While restaurants, ice-cream parlors, cafes, and every other establishment in the F&B industry compete with each other using location, prices, and promotions, very little take the win from the margin of their interior design. Most people do not know this, but the restaurant interior design impacts customer psychology prompts them to order more or less, and even impacts the duration of their stay in the restaurant. Seating options, light, music, and architecture, all constitute a restaurant’s interior design. Here is a guide on how you can influence your customer’s psychology using interior design in restaurants and some brilliant restaurant interior ideas that you can use at your outlet.
Importance Of Interior Design In Restaurants
Restaurant interior design must be an essential part of your restaurant marketing strategy since the way your restaurant looks will be crucial to your branding. Your interior design is the first thing that your customer will notice as he/she walks through the doors. This first impression will dictate how they perceive your brand, what level of service they expect, what kind of time they anticipate, and if they want to come back again. Thus, the importance of interior design cannot be underplayed. Here are some reasons why restaurant interior design is so important:-
- Restaurant Interior design in restaurants is crucial to the branding strategy. The way a restaurant looks impacts how the customers perceive the restaurant concept and if they consider it a good enough place to eat at.
- Shabby or very bright interiors will form a negative impression on the customers and potentially make them leave even before they eat. An ideal restaurant interior idea would be to use natural light to its fullest to make sure your place is more Instagrammable.
- In the age of Instagram, interior design is your restaurant’s silent salesman. Everybody wants to post where they have been all day, and if your restaurant looks Instagramable, it will make it to your customer’s feed and entice their entire follower list.

• [INFORMATION SHOWN]:
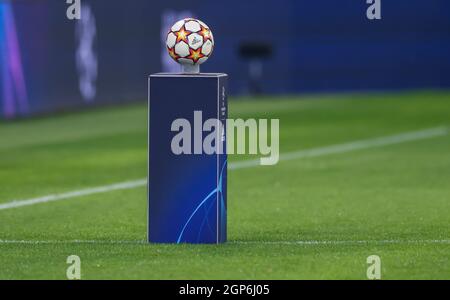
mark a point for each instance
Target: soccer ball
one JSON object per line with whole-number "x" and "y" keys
{"x": 190, "y": 42}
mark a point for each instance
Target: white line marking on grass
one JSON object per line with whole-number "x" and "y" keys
{"x": 307, "y": 153}
{"x": 352, "y": 146}
{"x": 346, "y": 243}
{"x": 78, "y": 193}
{"x": 293, "y": 243}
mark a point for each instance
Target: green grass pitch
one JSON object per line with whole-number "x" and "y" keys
{"x": 309, "y": 218}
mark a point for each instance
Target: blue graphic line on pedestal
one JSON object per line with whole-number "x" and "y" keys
{"x": 218, "y": 189}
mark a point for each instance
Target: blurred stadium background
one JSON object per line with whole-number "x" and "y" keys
{"x": 49, "y": 63}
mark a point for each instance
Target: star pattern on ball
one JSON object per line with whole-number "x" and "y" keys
{"x": 195, "y": 55}
{"x": 182, "y": 35}
{"x": 189, "y": 41}
{"x": 205, "y": 33}
{"x": 172, "y": 53}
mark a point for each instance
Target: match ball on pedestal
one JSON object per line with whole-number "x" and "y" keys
{"x": 190, "y": 42}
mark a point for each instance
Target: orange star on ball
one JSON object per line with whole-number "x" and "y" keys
{"x": 205, "y": 33}
{"x": 182, "y": 35}
{"x": 195, "y": 55}
{"x": 172, "y": 53}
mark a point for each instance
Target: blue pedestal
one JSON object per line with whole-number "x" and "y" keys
{"x": 187, "y": 192}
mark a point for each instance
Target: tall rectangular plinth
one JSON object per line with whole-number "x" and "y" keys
{"x": 187, "y": 171}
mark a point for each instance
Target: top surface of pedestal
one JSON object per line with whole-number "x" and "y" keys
{"x": 214, "y": 75}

• [WORK TO DO]:
a - Please render this sentence from the restaurant interior design text in Spanish: "Seating options, light, music, and architecture, all constitute a restaurant’s interior design."
b - Tally the lines of the listing that contain the string "star", treating case as significant, and reply with only the number.

• [RESPONSES]:
a - Las opciones de asientos, la luz, la música y la arquitectura constituyen, en conjunto, el diseño interior de un restaurante.

b - 2